* EXERCISE MATERIAL *
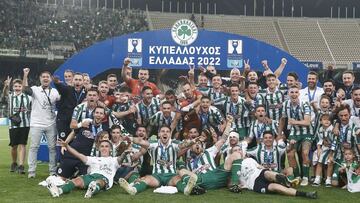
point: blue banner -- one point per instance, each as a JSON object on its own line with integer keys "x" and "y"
{"x": 178, "y": 47}
{"x": 313, "y": 65}
{"x": 356, "y": 65}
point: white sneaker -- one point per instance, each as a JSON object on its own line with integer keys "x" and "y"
{"x": 190, "y": 185}
{"x": 54, "y": 190}
{"x": 304, "y": 182}
{"x": 91, "y": 189}
{"x": 125, "y": 185}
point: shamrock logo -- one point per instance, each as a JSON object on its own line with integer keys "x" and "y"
{"x": 183, "y": 31}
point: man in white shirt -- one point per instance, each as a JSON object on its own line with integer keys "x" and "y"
{"x": 101, "y": 171}
{"x": 42, "y": 119}
{"x": 311, "y": 93}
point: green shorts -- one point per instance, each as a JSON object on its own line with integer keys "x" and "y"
{"x": 163, "y": 178}
{"x": 300, "y": 139}
{"x": 94, "y": 177}
{"x": 217, "y": 178}
{"x": 243, "y": 133}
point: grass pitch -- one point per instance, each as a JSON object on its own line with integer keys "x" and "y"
{"x": 18, "y": 188}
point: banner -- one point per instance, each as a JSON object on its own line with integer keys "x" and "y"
{"x": 313, "y": 65}
{"x": 178, "y": 47}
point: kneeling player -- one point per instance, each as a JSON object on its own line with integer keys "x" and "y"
{"x": 101, "y": 172}
{"x": 254, "y": 177}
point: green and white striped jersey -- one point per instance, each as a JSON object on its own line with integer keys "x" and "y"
{"x": 81, "y": 112}
{"x": 215, "y": 95}
{"x": 204, "y": 162}
{"x": 325, "y": 137}
{"x": 297, "y": 113}
{"x": 258, "y": 128}
{"x": 237, "y": 109}
{"x": 164, "y": 157}
{"x": 270, "y": 159}
{"x": 346, "y": 138}
{"x": 211, "y": 118}
{"x": 146, "y": 111}
{"x": 158, "y": 119}
{"x": 14, "y": 102}
{"x": 273, "y": 103}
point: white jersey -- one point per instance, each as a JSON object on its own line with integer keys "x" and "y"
{"x": 43, "y": 106}
{"x": 106, "y": 166}
{"x": 248, "y": 173}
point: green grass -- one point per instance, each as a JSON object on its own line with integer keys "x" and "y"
{"x": 17, "y": 188}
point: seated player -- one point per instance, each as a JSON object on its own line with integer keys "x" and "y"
{"x": 258, "y": 179}
{"x": 202, "y": 163}
{"x": 352, "y": 169}
{"x": 269, "y": 153}
{"x": 164, "y": 153}
{"x": 101, "y": 171}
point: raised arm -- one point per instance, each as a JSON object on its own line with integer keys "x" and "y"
{"x": 280, "y": 69}
{"x": 73, "y": 151}
{"x": 26, "y": 88}
{"x": 6, "y": 88}
{"x": 126, "y": 71}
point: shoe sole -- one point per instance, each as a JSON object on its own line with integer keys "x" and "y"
{"x": 125, "y": 185}
{"x": 190, "y": 185}
{"x": 90, "y": 190}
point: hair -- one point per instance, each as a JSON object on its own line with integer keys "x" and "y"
{"x": 271, "y": 75}
{"x": 164, "y": 126}
{"x": 325, "y": 97}
{"x": 123, "y": 89}
{"x": 349, "y": 72}
{"x": 205, "y": 97}
{"x": 102, "y": 82}
{"x": 294, "y": 75}
{"x": 329, "y": 80}
{"x": 294, "y": 86}
{"x": 93, "y": 90}
{"x": 354, "y": 89}
{"x": 45, "y": 72}
{"x": 113, "y": 127}
{"x": 341, "y": 108}
{"x": 145, "y": 88}
{"x": 166, "y": 102}
{"x": 325, "y": 116}
{"x": 69, "y": 71}
{"x": 313, "y": 73}
{"x": 112, "y": 75}
{"x": 260, "y": 106}
{"x": 268, "y": 132}
{"x": 17, "y": 81}
{"x": 234, "y": 85}
{"x": 170, "y": 92}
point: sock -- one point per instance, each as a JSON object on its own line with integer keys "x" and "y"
{"x": 180, "y": 185}
{"x": 97, "y": 188}
{"x": 236, "y": 165}
{"x": 300, "y": 194}
{"x": 140, "y": 186}
{"x": 133, "y": 177}
{"x": 291, "y": 177}
{"x": 306, "y": 170}
{"x": 297, "y": 172}
{"x": 66, "y": 188}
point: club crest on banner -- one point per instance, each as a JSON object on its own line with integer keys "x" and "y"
{"x": 135, "y": 51}
{"x": 184, "y": 32}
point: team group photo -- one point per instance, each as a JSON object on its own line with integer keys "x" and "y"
{"x": 174, "y": 101}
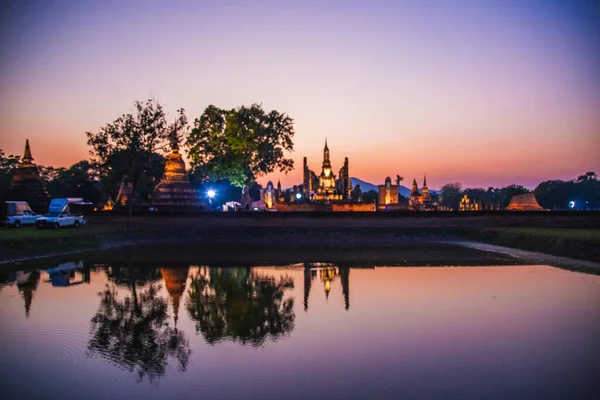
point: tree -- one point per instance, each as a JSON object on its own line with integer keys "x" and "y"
{"x": 399, "y": 179}
{"x": 450, "y": 195}
{"x": 356, "y": 194}
{"x": 240, "y": 144}
{"x": 112, "y": 173}
{"x": 137, "y": 136}
{"x": 240, "y": 305}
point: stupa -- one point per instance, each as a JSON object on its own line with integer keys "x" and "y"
{"x": 524, "y": 202}
{"x": 175, "y": 191}
{"x": 27, "y": 185}
{"x": 175, "y": 279}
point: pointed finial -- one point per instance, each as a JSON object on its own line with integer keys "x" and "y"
{"x": 174, "y": 143}
{"x": 27, "y": 158}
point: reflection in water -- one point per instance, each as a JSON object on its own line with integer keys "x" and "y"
{"x": 27, "y": 284}
{"x": 411, "y": 324}
{"x": 327, "y": 274}
{"x": 133, "y": 331}
{"x": 240, "y": 304}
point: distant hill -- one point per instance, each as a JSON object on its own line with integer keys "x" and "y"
{"x": 366, "y": 186}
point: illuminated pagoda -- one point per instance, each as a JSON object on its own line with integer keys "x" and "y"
{"x": 27, "y": 185}
{"x": 524, "y": 202}
{"x": 327, "y": 274}
{"x": 326, "y": 187}
{"x": 175, "y": 191}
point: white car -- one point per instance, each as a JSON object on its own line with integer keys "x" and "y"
{"x": 59, "y": 215}
{"x": 19, "y": 214}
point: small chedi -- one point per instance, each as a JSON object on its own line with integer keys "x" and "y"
{"x": 388, "y": 196}
{"x": 524, "y": 202}
{"x": 175, "y": 191}
{"x": 27, "y": 185}
{"x": 420, "y": 201}
{"x": 466, "y": 204}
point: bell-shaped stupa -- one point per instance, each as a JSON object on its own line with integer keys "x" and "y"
{"x": 175, "y": 191}
{"x": 27, "y": 185}
{"x": 524, "y": 202}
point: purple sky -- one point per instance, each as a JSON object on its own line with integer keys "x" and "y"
{"x": 479, "y": 92}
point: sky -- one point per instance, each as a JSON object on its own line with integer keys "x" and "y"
{"x": 482, "y": 92}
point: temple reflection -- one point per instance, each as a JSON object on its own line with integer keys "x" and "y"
{"x": 132, "y": 330}
{"x": 69, "y": 274}
{"x": 175, "y": 280}
{"x": 27, "y": 283}
{"x": 327, "y": 273}
{"x": 240, "y": 304}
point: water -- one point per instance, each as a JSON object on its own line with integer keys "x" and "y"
{"x": 299, "y": 331}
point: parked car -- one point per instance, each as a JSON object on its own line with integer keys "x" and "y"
{"x": 62, "y": 212}
{"x": 18, "y": 213}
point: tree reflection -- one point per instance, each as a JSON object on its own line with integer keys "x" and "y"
{"x": 132, "y": 331}
{"x": 27, "y": 284}
{"x": 240, "y": 305}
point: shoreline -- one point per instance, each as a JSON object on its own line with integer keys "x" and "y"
{"x": 264, "y": 234}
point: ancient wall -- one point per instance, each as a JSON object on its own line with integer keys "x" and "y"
{"x": 354, "y": 207}
{"x": 302, "y": 207}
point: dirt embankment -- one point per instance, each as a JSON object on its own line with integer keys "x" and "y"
{"x": 571, "y": 234}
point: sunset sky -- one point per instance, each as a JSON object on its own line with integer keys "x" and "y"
{"x": 479, "y": 92}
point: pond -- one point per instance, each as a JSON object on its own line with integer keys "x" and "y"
{"x": 81, "y": 329}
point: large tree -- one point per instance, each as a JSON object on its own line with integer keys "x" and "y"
{"x": 450, "y": 195}
{"x": 241, "y": 144}
{"x": 137, "y": 135}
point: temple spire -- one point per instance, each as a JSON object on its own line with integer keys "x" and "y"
{"x": 174, "y": 143}
{"x": 27, "y": 158}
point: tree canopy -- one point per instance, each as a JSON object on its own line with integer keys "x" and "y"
{"x": 135, "y": 136}
{"x": 240, "y": 144}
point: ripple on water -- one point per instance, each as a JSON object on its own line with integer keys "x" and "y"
{"x": 66, "y": 344}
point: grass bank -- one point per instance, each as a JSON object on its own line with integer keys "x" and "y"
{"x": 262, "y": 233}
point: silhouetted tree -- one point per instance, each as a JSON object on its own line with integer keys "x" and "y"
{"x": 137, "y": 135}
{"x": 7, "y": 165}
{"x": 240, "y": 144}
{"x": 80, "y": 180}
{"x": 399, "y": 179}
{"x": 240, "y": 305}
{"x": 356, "y": 193}
{"x": 450, "y": 195}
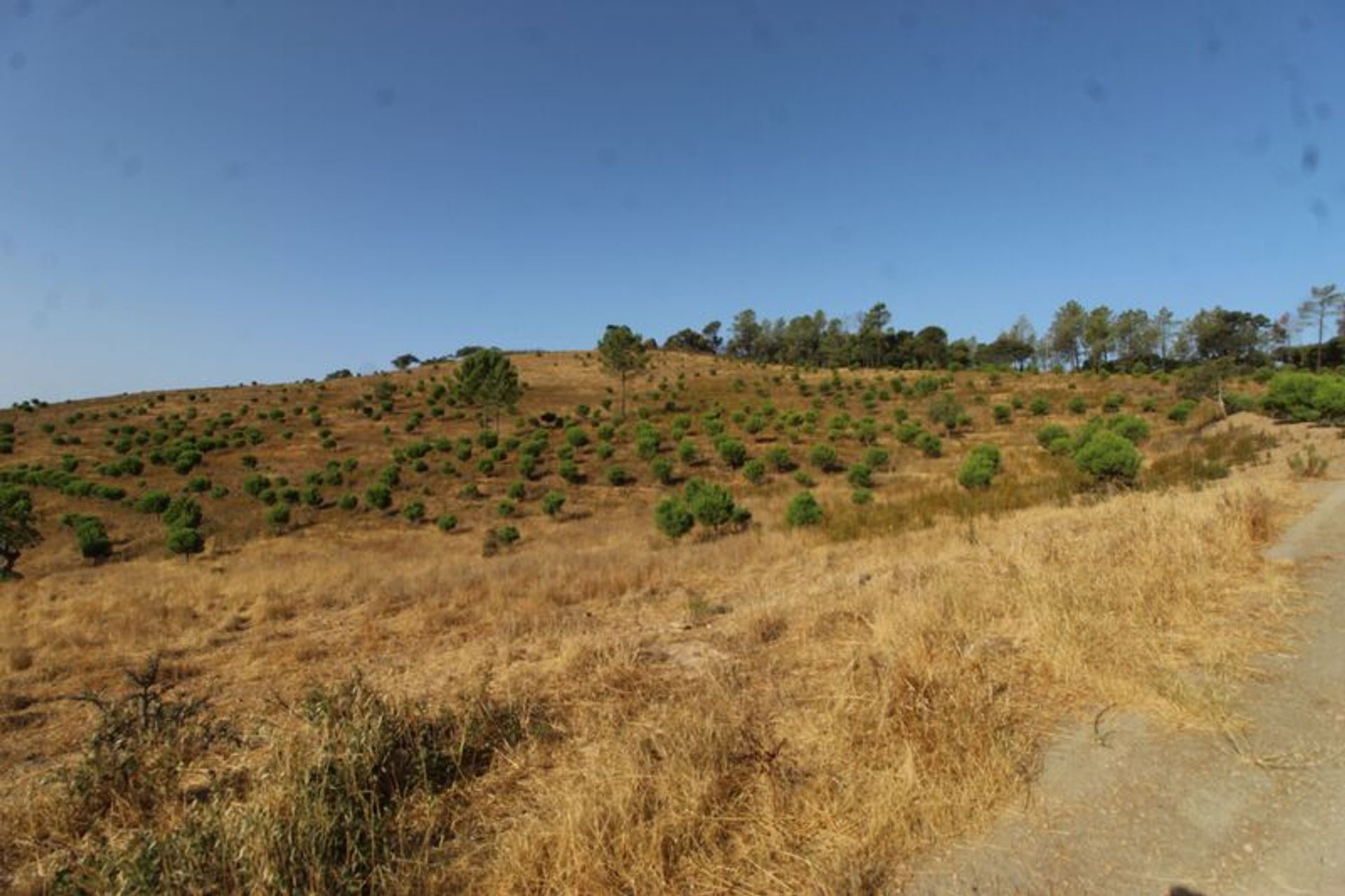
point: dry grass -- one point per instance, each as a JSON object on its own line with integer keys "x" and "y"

* YOUR GOAL *
Repeat exactly the lines in the entries from the one containing "point: tree canopy" to the final line, inclusive, and nothing beyond them; skip pictures.

* EXPECTED ANSWER *
point: tree canopy -- one point per instance, each as a JSON object on its own line with integer keys "x" and "y"
{"x": 135, "y": 136}
{"x": 240, "y": 144}
point: ripple on water -- one point per instance, each as a JSON object on its own line with integer keys "x" and "y"
{"x": 66, "y": 344}
point: grass bank -- one point per instance, each as a JSON object on its own line with integer keys "x" and "y"
{"x": 262, "y": 233}
point: silhouetted tree -- one point per instance, each as a JSON object on its own line with integer keys "x" and "y"
{"x": 137, "y": 135}
{"x": 7, "y": 165}
{"x": 240, "y": 144}
{"x": 80, "y": 180}
{"x": 399, "y": 179}
{"x": 240, "y": 305}
{"x": 356, "y": 193}
{"x": 450, "y": 195}
point: dry grass -- one point per instance, each as a JSON object on its own line with integer keys "x" and "y"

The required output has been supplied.